Exercise prompt: Bring together copies of the lines in the data below that contain the word "target".

Data listing section start

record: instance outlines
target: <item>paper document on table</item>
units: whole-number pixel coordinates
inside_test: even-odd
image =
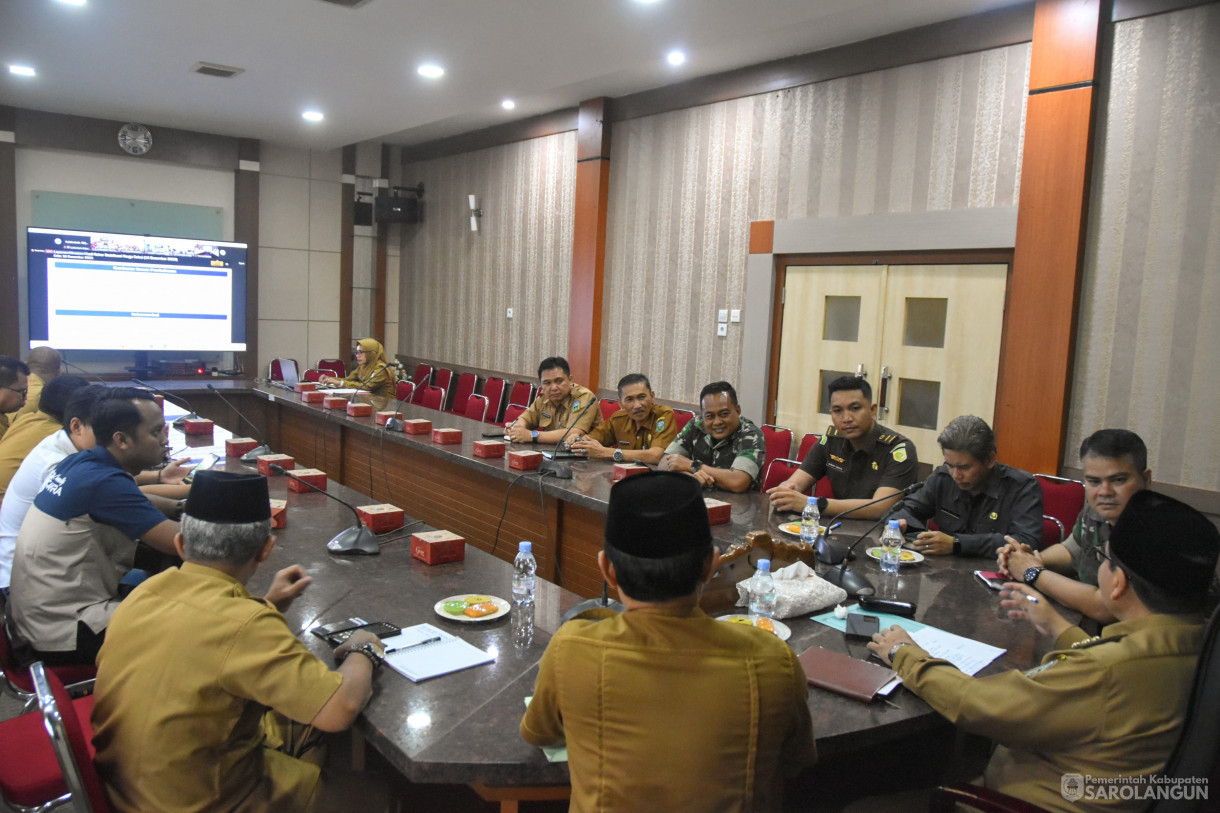
[[[529,697],[525,698],[525,705],[527,708],[529,707],[530,701],[533,699],[534,699],[534,696],[532,694]],[[564,743],[563,745],[542,745],[539,747],[542,748],[542,753],[546,757],[547,762],[567,762],[568,761],[568,744],[567,743]]]
[[[356,393],[360,393],[361,395],[368,395],[369,391],[352,389],[351,387],[335,387],[333,390],[324,389],[324,390],[322,390],[322,392],[326,393],[327,395],[355,395]]]
[[[415,683],[496,659],[495,655],[431,624],[407,627],[381,643],[385,646],[386,665]]]
[[[967,675],[977,674],[985,666],[1004,654],[997,646],[984,644],[973,638],[963,638],[936,627],[924,627],[911,633],[915,643],[934,658],[941,658],[956,666]]]

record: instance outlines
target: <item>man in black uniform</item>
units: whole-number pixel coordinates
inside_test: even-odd
[[[1039,547],[1042,489],[1033,475],[996,462],[995,433],[982,418],[954,418],[936,438],[943,465],[903,501],[894,519],[922,533],[925,554],[995,556],[1005,543]],[[936,520],[937,530],[928,528]]]
[[[822,516],[842,514],[872,500],[894,495],[916,482],[919,460],[915,444],[877,423],[873,389],[863,378],[845,375],[830,382],[830,418],[820,443],[805,455],[801,468],[767,494],[781,511],[801,511],[803,493],[821,477],[830,478],[833,499],[818,498]],[[876,519],[894,503],[885,500],[857,511],[859,519]]]

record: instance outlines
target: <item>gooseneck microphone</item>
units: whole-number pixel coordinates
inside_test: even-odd
[[[192,409],[190,402],[187,401],[185,398],[183,398],[181,395],[170,395],[165,390],[163,390],[159,387],[154,387],[152,384],[149,384],[147,381],[141,381],[138,378],[133,378],[131,380],[132,380],[132,383],[139,384],[141,387],[143,387],[146,390],[152,390],[153,392],[157,393],[157,395],[160,395],[165,400],[171,401],[186,410],[187,414],[183,415],[180,418],[174,419],[174,428],[175,429],[181,429],[183,426],[186,425],[187,421],[199,420],[199,413],[196,412],[194,409]],[[210,387],[212,385],[209,384],[208,386]]]
[[[225,398],[223,395],[221,395],[220,390],[216,389],[211,384],[208,384],[208,389],[212,391],[213,395],[215,395],[221,401],[224,401],[225,406],[227,406],[229,409],[233,410],[234,415],[241,418],[243,421],[245,421],[250,426],[251,429],[254,430],[254,437],[258,441],[258,445],[255,446],[250,451],[246,452],[244,455],[242,455],[241,462],[257,463],[260,455],[271,454],[271,447],[267,445],[266,438],[263,437],[263,433],[260,432],[259,428],[254,425],[254,422],[251,421],[249,418],[247,418],[245,415],[241,414],[241,410],[239,410],[237,407],[233,406],[232,401],[230,401],[228,398]]]
[[[356,506],[352,505],[346,500],[339,499],[324,488],[318,488],[308,480],[303,480],[300,477],[297,477],[283,466],[272,463],[271,470],[276,474],[284,475],[290,480],[296,480],[298,483],[309,486],[322,496],[330,497],[332,500],[339,503],[339,505],[345,506],[347,510],[352,512],[352,516],[356,518],[356,524],[335,534],[334,538],[326,543],[326,549],[328,551],[340,555],[362,554],[365,556],[376,556],[381,553],[381,546],[377,544],[377,538],[373,535],[373,532],[360,521],[360,512],[356,510]]]
[[[908,494],[915,493],[922,487],[923,487],[923,483],[912,483],[911,485],[904,488],[901,492],[902,497],[899,497],[894,502],[893,505],[891,505],[888,509],[886,509],[885,513],[883,513],[881,515],[881,518],[878,519],[876,522],[874,522],[872,525],[870,525],[868,527],[868,530],[866,530],[864,533],[862,533],[858,537],[856,537],[856,541],[851,543],[851,545],[847,548],[847,551],[843,554],[843,557],[839,560],[839,566],[837,568],[834,568],[834,569],[824,573],[822,575],[822,578],[825,579],[826,581],[830,582],[831,584],[835,585],[836,587],[842,587],[844,590],[847,591],[847,594],[849,596],[874,595],[877,591],[876,591],[876,588],[873,587],[872,582],[870,582],[865,576],[861,576],[859,573],[854,573],[847,569],[848,557],[851,556],[852,551],[854,551],[856,549],[857,545],[859,545],[863,540],[867,539],[869,534],[871,534],[877,528],[881,527],[886,522],[886,520],[888,520],[898,510],[899,506],[902,505],[903,498],[905,498]],[[893,494],[890,495],[890,497],[893,497],[893,496],[894,496]],[[889,499],[889,497],[887,497],[885,499]],[[874,500],[874,502],[877,502],[877,501]],[[863,505],[860,506],[860,508],[863,508],[863,507],[864,507]],[[843,512],[843,514],[847,514],[847,513],[850,513],[850,512],[849,511]],[[843,514],[840,514],[839,516],[843,516]],[[819,558],[820,558],[820,556],[819,556]]]
[[[918,491],[922,487],[923,487],[923,483],[911,483],[909,486],[906,486],[901,491],[899,491],[897,494],[887,494],[884,497],[879,497],[875,500],[870,500],[869,502],[866,502],[863,505],[857,505],[855,508],[849,508],[846,511],[835,514],[833,517],[826,520],[826,527],[829,528],[831,525],[834,524],[835,520],[842,519],[843,517],[847,516],[848,514],[854,514],[857,511],[861,511],[865,508],[868,508],[870,505],[876,505],[877,503],[885,502],[886,500],[894,500],[894,498],[897,497],[898,499],[894,500],[894,504],[891,505],[889,510],[886,511],[885,514],[883,515],[884,517],[888,517],[890,514],[894,513],[894,511],[898,508],[899,505],[902,504],[902,499],[904,497],[906,497],[910,494],[914,494],[916,491]],[[875,528],[875,527],[877,527],[877,526],[874,525],[873,528]],[[869,531],[871,532],[872,528],[870,528]],[[865,536],[867,536],[867,533],[865,534]],[[859,541],[860,541],[859,539],[856,540],[856,542],[859,542]],[[844,547],[839,542],[832,542],[831,540],[827,539],[825,534],[823,534],[818,537],[818,543],[817,543],[818,561],[824,565],[837,565],[837,564],[839,564],[839,562],[842,562],[844,559],[846,559],[848,557],[848,555],[851,553],[852,549],[855,548],[855,546],[856,546],[856,544],[855,544],[855,542],[853,542],[851,544],[851,546]]]
[[[584,455],[578,455],[578,454],[572,454],[572,453],[564,454],[563,452],[559,451],[559,447],[563,445],[563,442],[568,439],[568,435],[570,435],[572,433],[572,430],[576,428],[577,418],[579,418],[582,414],[584,414],[584,411],[586,409],[588,409],[592,404],[595,404],[595,403],[597,403],[596,398],[594,398],[589,403],[585,404],[580,409],[576,410],[575,414],[572,415],[572,422],[570,424],[568,424],[567,430],[564,431],[563,435],[560,436],[559,442],[555,444],[555,448],[551,450],[551,456],[550,456],[551,459],[543,460],[541,463],[538,464],[538,473],[539,474],[541,474],[544,477],[549,474],[550,476],[552,476],[558,480],[571,480],[572,479],[572,467],[568,466],[564,463],[559,463],[557,461],[560,459],[564,459],[564,458],[570,460],[570,459],[577,458],[577,457],[584,457]],[[562,458],[560,457],[561,455],[562,455]]]

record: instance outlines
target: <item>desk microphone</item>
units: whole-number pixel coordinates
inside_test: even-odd
[[[559,442],[555,444],[555,448],[551,450],[550,459],[543,460],[541,463],[538,464],[538,473],[539,474],[541,474],[544,477],[549,474],[550,476],[552,476],[558,480],[571,480],[572,479],[572,467],[568,466],[564,463],[557,463],[556,460],[559,460],[559,459],[572,460],[577,457],[583,457],[583,455],[573,454],[571,452],[568,452],[567,454],[563,454],[562,452],[559,451],[559,447],[563,445],[563,442],[568,439],[568,435],[571,434],[572,430],[576,428],[577,418],[579,418],[586,409],[588,409],[590,406],[592,406],[595,403],[597,403],[596,398],[594,398],[589,403],[585,404],[582,408],[578,409],[576,411],[576,414],[572,416],[572,422],[570,424],[568,424],[567,430],[559,438]],[[563,458],[560,458],[561,454],[563,454]]]
[[[132,382],[134,382],[134,383],[136,383],[136,384],[139,384],[139,385],[140,385],[141,387],[143,387],[144,389],[146,389],[146,390],[152,390],[153,392],[157,393],[158,395],[160,395],[162,398],[166,399],[167,401],[172,401],[173,403],[177,404],[178,406],[183,407],[184,409],[186,409],[186,411],[187,411],[187,414],[186,414],[186,415],[183,415],[183,416],[182,416],[182,417],[180,417],[180,418],[175,418],[175,419],[174,419],[174,424],[173,424],[173,426],[174,426],[174,428],[175,428],[175,429],[181,429],[182,427],[186,426],[186,422],[187,422],[187,421],[195,421],[195,420],[199,420],[199,413],[198,413],[198,412],[196,412],[195,410],[191,409],[190,402],[188,402],[188,401],[187,401],[185,398],[183,398],[182,396],[180,396],[180,395],[170,395],[170,394],[169,394],[168,392],[166,392],[165,390],[163,390],[163,389],[159,389],[159,388],[157,388],[157,387],[154,387],[152,384],[149,384],[147,381],[141,381],[141,380],[140,380],[140,379],[138,379],[138,378],[133,378],[133,379],[131,379],[131,380],[132,380]],[[208,386],[210,387],[210,386],[211,386],[211,384],[209,384]]]
[[[911,485],[907,486],[906,488],[904,488],[902,490],[903,497],[906,497],[907,494],[918,491],[920,489],[920,487],[922,487],[922,486],[923,486],[923,483],[912,483]],[[893,495],[891,494],[890,496],[892,497]],[[898,500],[896,500],[894,502],[893,505],[891,505],[888,509],[886,509],[885,513],[883,513],[881,515],[881,519],[874,522],[872,525],[869,526],[868,530],[866,530],[864,533],[860,534],[860,536],[856,537],[856,541],[852,542],[851,546],[848,547],[846,553],[843,554],[843,558],[842,558],[842,560],[840,560],[839,566],[837,568],[830,570],[827,573],[823,574],[822,578],[825,579],[826,581],[830,582],[831,584],[833,584],[836,587],[842,587],[844,590],[847,591],[847,594],[849,596],[856,597],[856,596],[874,595],[877,591],[873,587],[873,583],[870,582],[866,577],[861,576],[858,573],[853,573],[852,571],[848,570],[847,569],[847,559],[849,556],[851,556],[852,551],[856,549],[856,545],[859,545],[860,542],[863,541],[864,539],[866,539],[869,534],[871,534],[877,528],[881,527],[881,525],[885,524],[886,520],[888,520],[898,510],[898,507],[901,505],[902,505],[902,498],[899,498]],[[862,505],[860,507],[863,508],[864,506]],[[843,512],[843,514],[847,514],[847,513],[849,513],[849,512],[848,511]],[[839,516],[842,516],[843,514],[840,514]]]
[[[324,488],[318,488],[308,480],[302,480],[292,472],[285,469],[276,463],[271,464],[271,470],[276,474],[282,474],[290,480],[296,480],[298,483],[303,483],[324,497],[330,497],[340,505],[346,506],[352,515],[356,517],[356,524],[352,527],[340,531],[335,534],[335,537],[326,543],[326,549],[331,553],[337,554],[364,554],[367,556],[376,556],[381,553],[381,546],[377,544],[377,538],[373,536],[373,532],[365,527],[360,521],[360,512],[351,503],[341,500],[334,494],[331,494]]]
[[[866,502],[863,505],[857,505],[855,508],[849,508],[846,511],[835,514],[833,517],[826,520],[826,527],[829,528],[831,525],[834,524],[835,520],[841,519],[842,517],[845,517],[848,514],[854,514],[857,511],[860,511],[864,508],[868,508],[870,505],[876,505],[877,503],[885,502],[886,500],[893,500],[895,497],[897,497],[898,499],[894,500],[894,504],[891,505],[889,510],[886,511],[886,513],[885,513],[885,516],[888,517],[890,514],[894,513],[895,509],[897,509],[897,507],[899,505],[902,504],[902,499],[904,497],[906,497],[909,494],[914,494],[916,491],[918,491],[922,487],[923,487],[923,483],[911,483],[909,486],[906,486],[901,491],[899,491],[897,494],[887,494],[884,497],[879,497],[875,500]],[[876,526],[874,525],[873,527],[875,528]],[[869,529],[869,531],[871,531],[871,530],[872,530],[872,528]],[[859,542],[859,541],[860,541],[859,539],[856,540],[856,542]],[[817,542],[817,546],[816,546],[817,552],[818,552],[818,561],[824,565],[837,565],[837,564],[839,564],[839,562],[842,562],[844,559],[847,558],[848,554],[851,553],[852,548],[854,548],[855,546],[856,546],[855,542],[853,542],[850,547],[844,548],[842,544],[840,544],[839,542],[833,542],[830,539],[827,539],[826,535],[823,534],[818,537],[818,542]]]
[[[627,608],[621,602],[614,601],[610,598],[610,585],[602,581],[602,597],[589,598],[584,601],[573,604],[568,611],[559,619],[560,624],[566,624],[581,613],[587,613],[589,610],[610,610],[611,612],[621,613]]]
[[[105,384],[106,386],[110,386],[110,382],[107,381],[106,379],[102,378],[97,373],[90,372],[90,371],[86,370],[84,367],[80,366],[79,364],[73,364],[72,362],[68,361],[66,358],[60,358],[60,361],[62,361],[65,366],[71,367],[73,370],[76,370],[79,373],[84,373],[86,377],[92,378],[97,383]]]
[[[212,391],[213,395],[215,395],[221,401],[224,401],[225,406],[227,406],[229,409],[233,410],[234,415],[241,418],[243,421],[245,421],[247,424],[249,424],[251,429],[254,430],[254,437],[258,440],[258,445],[255,446],[250,451],[246,452],[244,455],[242,455],[241,462],[257,463],[259,455],[271,454],[271,447],[267,445],[266,438],[263,437],[263,433],[260,432],[258,427],[254,425],[253,421],[251,421],[245,415],[241,414],[241,411],[237,407],[233,406],[233,402],[230,401],[228,398],[225,398],[223,395],[221,395],[220,390],[216,389],[210,383],[208,384],[208,389]]]
[[[414,383],[412,383],[412,384],[411,384],[411,397],[414,397],[414,395],[415,395],[415,384],[414,384]],[[391,415],[391,416],[390,416],[390,419],[389,419],[389,420],[387,420],[387,421],[385,422],[385,426],[383,427],[384,431],[386,431],[386,432],[401,432],[401,431],[403,431],[403,425],[402,425],[402,415],[400,415],[398,411],[399,411],[400,409],[402,409],[402,405],[403,405],[404,403],[406,403],[406,399],[405,399],[405,398],[397,398],[397,399],[395,399],[395,401],[394,401],[394,414],[393,414],[393,415]]]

Data listing section end

Expected answer:
target: <item>paper document on table</item>
target: <item>man in black uniform</item>
target: <item>gooseneck microphone</item>
target: <item>desk microphone</item>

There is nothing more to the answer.